+++ Study material

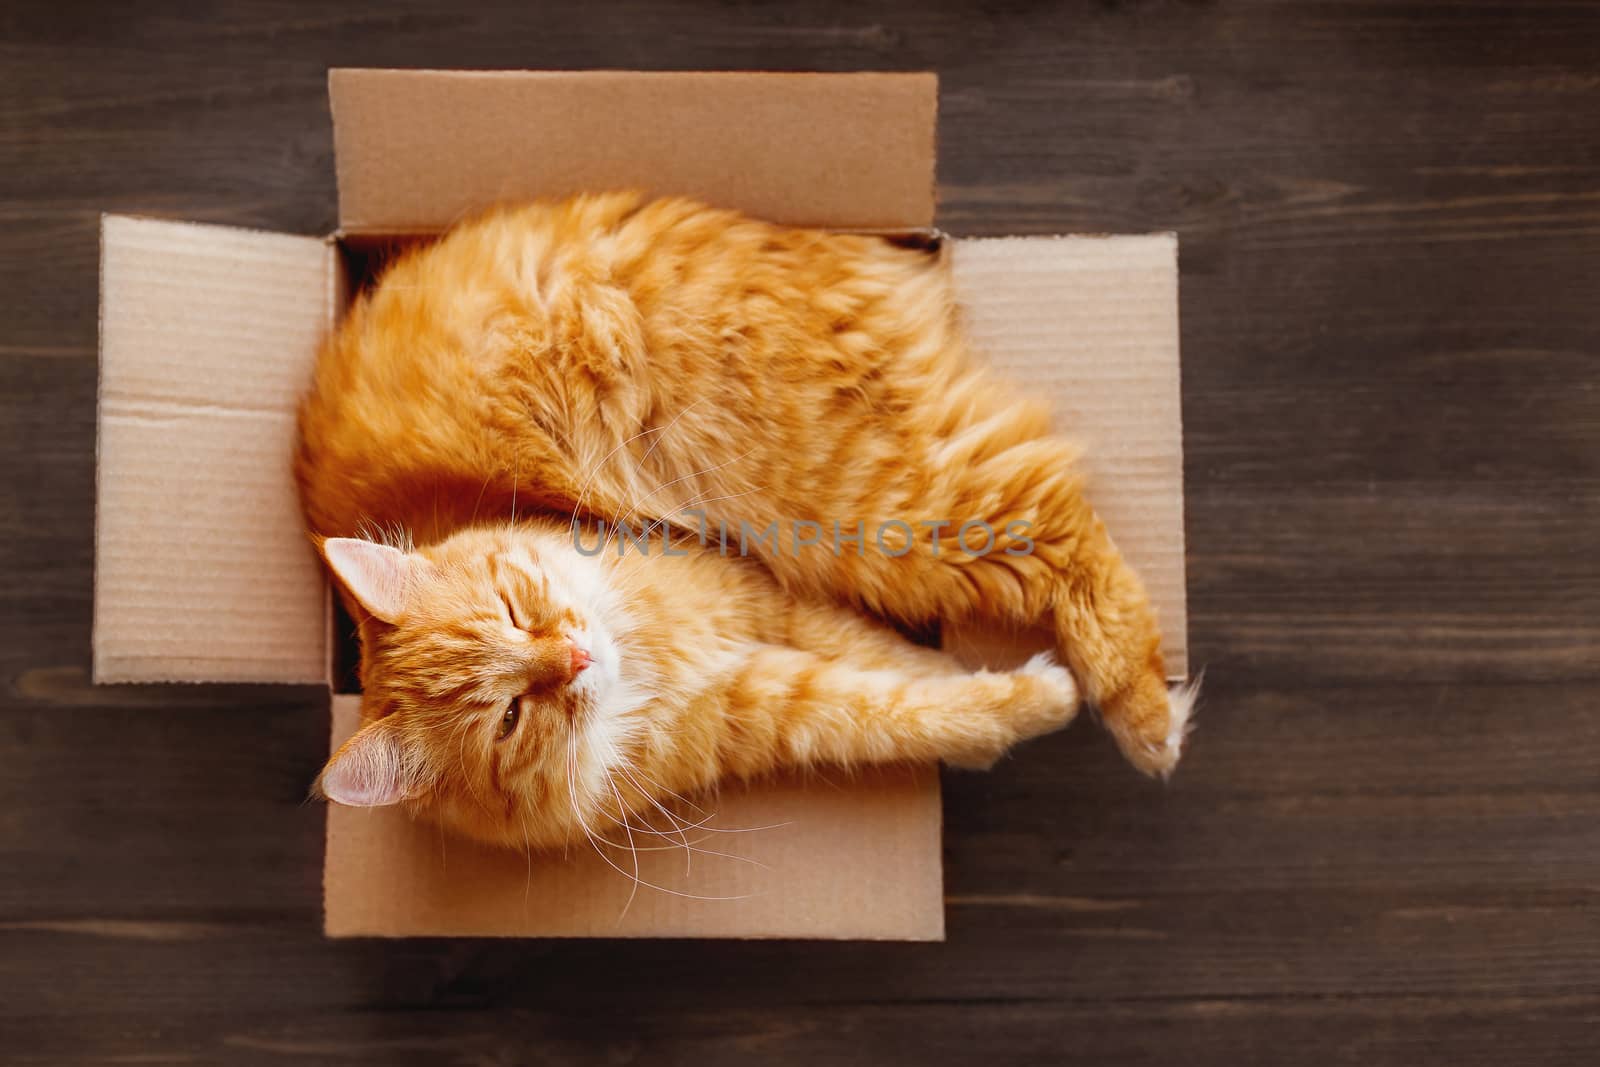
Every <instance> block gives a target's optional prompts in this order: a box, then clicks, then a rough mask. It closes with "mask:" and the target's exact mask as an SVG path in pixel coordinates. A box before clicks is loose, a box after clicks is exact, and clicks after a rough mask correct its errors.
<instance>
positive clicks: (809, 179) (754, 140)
mask: <svg viewBox="0 0 1600 1067" xmlns="http://www.w3.org/2000/svg"><path fill="white" fill-rule="evenodd" d="M646 90H648V91H646ZM328 93H330V99H331V102H333V117H334V144H336V152H334V158H336V163H338V171H339V173H338V179H339V226H341V229H342V230H344V232H349V234H362V232H408V230H435V232H437V230H440V229H445V227H448V226H450V224H453V222H456V221H459V219H461V218H462V216H466V214H472V213H475V211H482V210H485V208H488V206H491V205H496V203H504V202H520V200H530V198H536V197H560V195H568V194H574V192H595V190H606V189H640V190H643V192H646V194H651V195H688V197H694V198H698V200H704V202H707V203H714V205H717V206H726V208H736V210H741V211H746V213H750V214H755V216H758V218H766V219H771V221H774V222H784V224H790V226H824V227H834V229H909V227H925V226H931V224H933V216H934V205H936V197H938V192H936V184H934V162H936V144H934V139H936V136H938V133H936V120H938V75H934V74H931V72H880V70H869V72H840V74H818V72H750V70H643V72H642V70H394V69H389V70H384V69H334V70H330V72H328ZM464 98H470V99H472V101H474V102H475V104H477V106H474V107H466V109H462V107H461V102H462V99H464ZM658 98H659V99H658ZM574 101H576V102H574ZM445 102H450V104H451V106H453V107H454V112H456V114H458V115H459V114H461V112H462V110H464V112H466V114H464V117H459V118H458V120H456V122H451V123H429V122H427V120H426V118H421V117H419V115H427V114H429V112H430V110H437V109H434V107H430V106H432V104H440V106H442V104H445ZM486 104H493V106H494V107H496V109H498V112H496V114H494V115H490V114H488V110H490V109H488V107H486ZM819 107H821V109H832V112H830V114H832V122H829V123H821V122H818V118H816V109H819ZM395 109H405V114H406V118H408V122H395V118H394V115H392V114H390V112H394V110H395ZM730 109H733V112H731V115H730ZM590 114H592V115H595V117H600V118H603V120H605V122H608V123H613V125H616V123H621V125H622V130H621V131H618V130H611V134H613V136H616V138H619V139H622V141H626V142H629V144H630V149H629V154H627V155H618V154H616V152H610V150H606V147H605V142H600V147H594V146H595V139H594V136H592V133H594V123H592V120H590V118H589V115H590ZM480 115H482V117H480ZM762 120H766V122H765V123H763V122H762ZM586 123H589V125H586ZM598 130H600V131H602V133H605V131H606V126H605V125H603V123H602V125H600V126H598ZM658 131H659V138H666V136H669V134H670V136H672V138H674V139H672V141H670V144H666V142H656V144H654V147H651V142H653V138H658ZM674 131H675V133H674ZM547 146H549V149H550V150H549V152H544V150H541V149H544V147H547ZM896 146H898V147H896Z"/></svg>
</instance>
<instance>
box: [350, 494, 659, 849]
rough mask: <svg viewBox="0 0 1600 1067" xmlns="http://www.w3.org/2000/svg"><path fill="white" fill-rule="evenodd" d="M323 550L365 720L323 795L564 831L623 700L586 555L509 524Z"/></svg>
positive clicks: (608, 613) (517, 839) (528, 839)
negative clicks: (343, 619)
mask: <svg viewBox="0 0 1600 1067" xmlns="http://www.w3.org/2000/svg"><path fill="white" fill-rule="evenodd" d="M322 553H323V558H325V560H326V561H328V566H330V569H331V571H333V574H334V577H336V579H338V582H339V585H341V587H342V589H344V592H346V593H347V600H349V601H350V606H352V609H354V611H355V613H357V614H358V616H360V624H362V688H363V697H362V712H363V720H365V725H363V726H362V729H360V731H357V733H355V734H354V736H352V737H350V739H349V741H347V742H346V744H344V745H342V747H341V749H339V750H338V752H336V753H334V755H333V758H331V760H330V761H328V765H326V766H325V768H323V771H322V776H320V777H318V790H320V792H322V795H323V797H326V798H328V800H333V801H336V803H342V805H352V806H363V808H373V806H386V805H405V806H406V808H410V809H411V811H413V813H416V814H422V816H426V817H430V819H434V821H438V822H442V824H443V825H446V827H450V829H453V830H458V832H461V833H466V835H469V837H474V838H478V840H485V841H493V843H501V845H517V846H520V845H525V843H530V841H533V843H550V841H552V840H565V837H566V833H568V832H570V830H573V829H576V824H579V819H581V814H582V808H584V803H582V797H586V795H587V793H589V790H590V785H589V784H590V782H592V779H594V776H595V768H597V766H600V768H603V766H605V765H606V763H610V761H611V760H613V758H616V752H614V742H616V736H618V728H619V723H618V721H614V720H616V718H618V717H621V715H626V712H627V705H629V685H627V683H624V680H622V662H621V653H619V648H618V643H616V637H614V633H613V632H611V630H613V622H614V611H613V609H611V608H610V601H608V597H610V593H608V590H606V587H605V576H603V573H602V569H600V565H598V563H597V561H595V560H590V558H586V557H582V555H579V553H578V552H576V550H571V549H566V550H563V545H562V542H560V539H558V537H542V539H541V537H538V536H533V534H530V533H528V531H525V530H522V528H517V526H510V525H506V526H493V528H472V530H464V531H461V533H458V534H454V536H451V537H450V539H446V541H443V542H440V544H437V545H430V547H426V549H421V550H406V549H403V547H394V545H387V544H378V542H373V541H360V539H352V537H334V539H328V541H325V542H322ZM574 811H576V816H574Z"/></svg>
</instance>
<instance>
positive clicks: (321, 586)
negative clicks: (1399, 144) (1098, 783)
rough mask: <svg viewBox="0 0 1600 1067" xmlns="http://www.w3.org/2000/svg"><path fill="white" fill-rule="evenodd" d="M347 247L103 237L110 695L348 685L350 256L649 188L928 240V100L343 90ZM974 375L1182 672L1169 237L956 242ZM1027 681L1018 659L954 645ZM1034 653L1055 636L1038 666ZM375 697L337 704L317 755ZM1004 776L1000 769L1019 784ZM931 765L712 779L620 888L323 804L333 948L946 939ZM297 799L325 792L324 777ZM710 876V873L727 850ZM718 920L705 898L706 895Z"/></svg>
mask: <svg viewBox="0 0 1600 1067" xmlns="http://www.w3.org/2000/svg"><path fill="white" fill-rule="evenodd" d="M330 96H331V104H333V115H334V142H336V160H338V181H339V232H338V234H334V235H331V237H328V238H322V237H291V235H282V234H266V232H258V230H242V229H227V227H216V226H195V224H187V222H170V221H155V219H144V218H126V216H107V218H106V219H104V224H102V254H101V392H99V467H98V515H96V582H94V680H96V681H283V683H294V681H298V683H325V685H330V688H333V678H334V677H336V675H334V670H333V665H331V664H333V657H334V646H336V641H334V632H333V622H331V619H333V600H331V597H330V590H328V587H326V582H325V579H323V574H322V571H320V566H318V563H317V560H315V558H314V555H312V552H310V547H309V544H307V541H306V536H304V533H302V530H301V522H299V510H298V506H296V499H294V488H293V483H291V478H290V453H291V442H293V434H294V408H296V403H298V398H299V395H301V392H302V389H304V387H306V384H307V381H309V374H310V368H312V365H314V360H315V352H317V344H318V341H320V338H322V336H325V333H326V331H328V330H330V328H333V325H334V323H336V322H338V317H339V314H341V310H342V306H344V301H346V294H347V293H349V291H350V286H352V285H355V283H358V282H360V278H354V277H350V270H352V269H358V264H362V262H363V258H362V256H354V254H347V253H349V250H352V248H360V246H366V245H371V243H379V242H384V240H390V238H397V237H405V235H426V234H432V232H438V230H440V229H445V227H448V226H450V224H451V222H453V221H454V219H458V218H462V216H464V214H469V213H470V211H474V210H477V208H482V206H486V205H490V203H494V202H506V200H525V198H533V197H541V195H560V194H568V192H578V190H595V189H614V187H637V189H645V190H648V192H653V194H685V195H693V197H698V198H701V200H706V202H710V203H715V205H722V206H731V208H739V210H744V211H749V213H752V214H757V216H763V218H768V219H774V221H779V222H789V224H805V226H822V227H832V229H842V230H886V232H902V230H930V227H931V226H933V222H934V218H933V210H934V192H933V170H934V112H936V82H934V78H933V75H920V74H910V75H898V74H896V75H882V74H859V75H803V74H802V75H792V74H624V72H589V74H549V72H542V74H533V72H501V74H491V72H419V70H406V72H402V70H334V72H333V74H331V75H330ZM944 245H946V253H944V254H947V256H949V258H950V269H952V270H954V274H955V285H957V291H958V296H960V301H962V304H963V306H965V310H966V315H968V328H970V331H971V336H973V339H974V342H976V346H978V349H979V350H981V352H984V354H986V355H987V357H989V358H990V360H992V362H994V363H995V365H997V366H1000V368H1002V371H1005V373H1010V374H1013V376H1018V378H1021V379H1022V381H1024V382H1026V386H1027V387H1029V390H1032V392H1040V390H1045V392H1048V394H1051V397H1053V398H1054V402H1056V411H1058V418H1059V426H1061V427H1062V430H1066V432H1069V434H1072V435H1074V437H1078V438H1080V440H1083V443H1085V445H1086V446H1088V461H1086V466H1088V469H1090V472H1091V477H1093V482H1094V486H1096V488H1094V501H1096V504H1098V507H1099V509H1101V514H1102V515H1104V518H1106V522H1107V525H1109V528H1110V530H1112V533H1114V536H1115V537H1117V542H1118V544H1120V545H1122V549H1123V552H1125V553H1126V555H1128V557H1130V560H1131V561H1133V563H1134V565H1136V566H1138V568H1139V569H1141V573H1142V574H1144V579H1146V582H1147V584H1149V587H1150V593H1152V597H1154V598H1155V603H1157V608H1158V611H1160V616H1162V622H1163V630H1165V633H1166V640H1168V649H1166V653H1168V662H1170V665H1171V669H1173V670H1174V672H1176V673H1178V675H1181V673H1182V672H1184V670H1186V619H1184V531H1182V430H1181V410H1179V387H1178V274H1176V240H1174V238H1173V237H1171V235H1152V237H1070V238H998V240H946V242H944ZM947 640H949V641H950V643H952V645H954V646H955V648H958V649H962V651H963V654H968V656H989V657H1002V659H1003V657H1010V656H1016V654H1019V653H1021V651H1022V649H1024V648H1026V646H1027V643H1029V638H1027V637H1016V635H995V633H952V635H947ZM1046 643H1048V641H1046ZM357 707H358V697H354V696H346V694H334V696H333V697H331V709H333V736H331V742H333V744H338V742H339V741H342V737H344V736H347V734H349V731H350V729H354V725H355V715H357ZM1002 773H1003V771H1002ZM938 782H939V779H938V773H936V769H934V768H885V769H877V771H870V773H862V774H854V776H850V774H845V773H819V774H813V776H806V777H803V779H802V777H797V779H789V781H778V782H766V784H760V785H752V787H725V789H723V790H722V792H720V793H718V795H715V797H712V798H707V800H701V801H699V803H702V805H704V808H706V809H707V811H709V813H710V811H715V816H717V817H715V821H714V822H712V824H710V825H714V827H723V829H741V827H744V829H750V832H744V833H709V835H706V837H707V840H702V841H699V843H698V845H699V848H702V849H707V851H704V853H688V851H685V849H682V848H672V840H670V838H661V840H659V845H661V846H662V848H658V849H656V851H643V853H640V857H642V859H640V864H642V865H640V870H638V877H640V878H642V880H645V881H650V883H653V885H656V886H659V888H640V889H638V891H637V893H634V881H632V877H630V875H632V861H630V859H627V856H626V853H624V854H616V856H614V859H618V861H619V862H621V865H622V867H624V869H626V872H627V873H619V872H618V870H613V867H611V865H610V864H608V862H605V861H603V857H600V856H597V854H595V853H594V851H582V849H581V848H579V846H578V845H574V846H573V849H571V854H568V856H560V854H554V856H552V854H541V856H522V854H515V853H502V851H494V849H485V848H478V846H474V845H469V843H464V841H458V840H448V838H445V837H443V835H442V833H440V832H438V830H435V829H432V827H426V825H418V824H413V822H410V821H408V819H406V817H405V816H403V814H398V813H395V811H392V809H378V811H357V809H347V808H336V806H334V808H330V809H328V849H326V864H325V902H326V933H328V934H330V936H437V934H475V936H699V937H859V939H939V937H942V931H944V917H942V872H941V851H939V787H938ZM307 784H309V782H307ZM714 853H722V854H714ZM701 897H714V899H701Z"/></svg>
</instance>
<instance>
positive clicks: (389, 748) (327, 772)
mask: <svg viewBox="0 0 1600 1067" xmlns="http://www.w3.org/2000/svg"><path fill="white" fill-rule="evenodd" d="M410 765H411V761H410V760H408V758H406V752H405V741H403V739H402V737H400V731H398V729H397V728H395V726H394V723H392V720H387V718H379V720H378V721H376V723H368V725H366V726H362V728H360V729H358V731H355V734H354V736H352V737H350V739H349V741H346V742H344V744H342V745H339V750H338V752H334V753H333V758H331V760H328V766H325V768H322V774H318V776H317V787H315V790H314V792H315V793H317V795H320V797H323V798H325V800H331V801H333V803H336V805H347V806H350V808H387V806H389V805H397V803H400V801H402V800H405V798H406V795H408V793H410V790H411V771H410Z"/></svg>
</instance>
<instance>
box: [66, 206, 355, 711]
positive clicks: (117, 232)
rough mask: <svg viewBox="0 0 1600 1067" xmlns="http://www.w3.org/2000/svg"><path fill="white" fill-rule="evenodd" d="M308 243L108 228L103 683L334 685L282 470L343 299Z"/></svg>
mask: <svg viewBox="0 0 1600 1067" xmlns="http://www.w3.org/2000/svg"><path fill="white" fill-rule="evenodd" d="M334 254H336V253H334V250H333V248H331V246H330V245H328V243H326V242H323V240H318V238H312V237H288V235H283V234H264V232H259V230H242V229H232V227H222V226H195V224H189V222H163V221H157V219H136V218H125V216H106V218H104V219H102V222H101V382H99V445H98V450H99V456H98V459H99V466H98V482H96V485H98V488H96V517H94V640H93V645H94V680H96V681H325V680H326V677H328V653H326V617H328V614H326V593H325V589H323V579H322V574H320V569H318V566H320V565H318V563H317V560H315V555H314V553H312V549H310V544H309V542H307V539H306V531H304V528H302V526H301V518H299V504H298V501H296V498H294V483H293V478H291V477H290V454H291V448H293V443H294V406H296V405H298V403H299V395H301V392H302V390H304V389H306V382H307V381H309V379H310V370H312V363H314V360H315V354H317V344H318V342H320V339H322V336H323V334H325V333H326V330H328V323H330V322H331V314H333V307H331V304H330V301H331V294H333V293H334V291H336V285H334V278H333V274H334Z"/></svg>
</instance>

++++++

Work instructions -
Rewrite the entries above from their first line through the line that contains "positive clicks: (809, 179) (754, 140)", changing "rough mask" to "coarse mask" and keeping everything else the same. Don't include the picture.

Reply -
Every <instance> block gives a target's optional prompts in this order: a box, then clicks, then a coarse mask. It closes with "mask:" and the target's exact mask as an SVG path in pixel coordinates. A box before clicks is loose, a box after clicks is exact, and clicks after a coarse mask correct its errors.
<instance>
positive clicks: (809, 179) (754, 140)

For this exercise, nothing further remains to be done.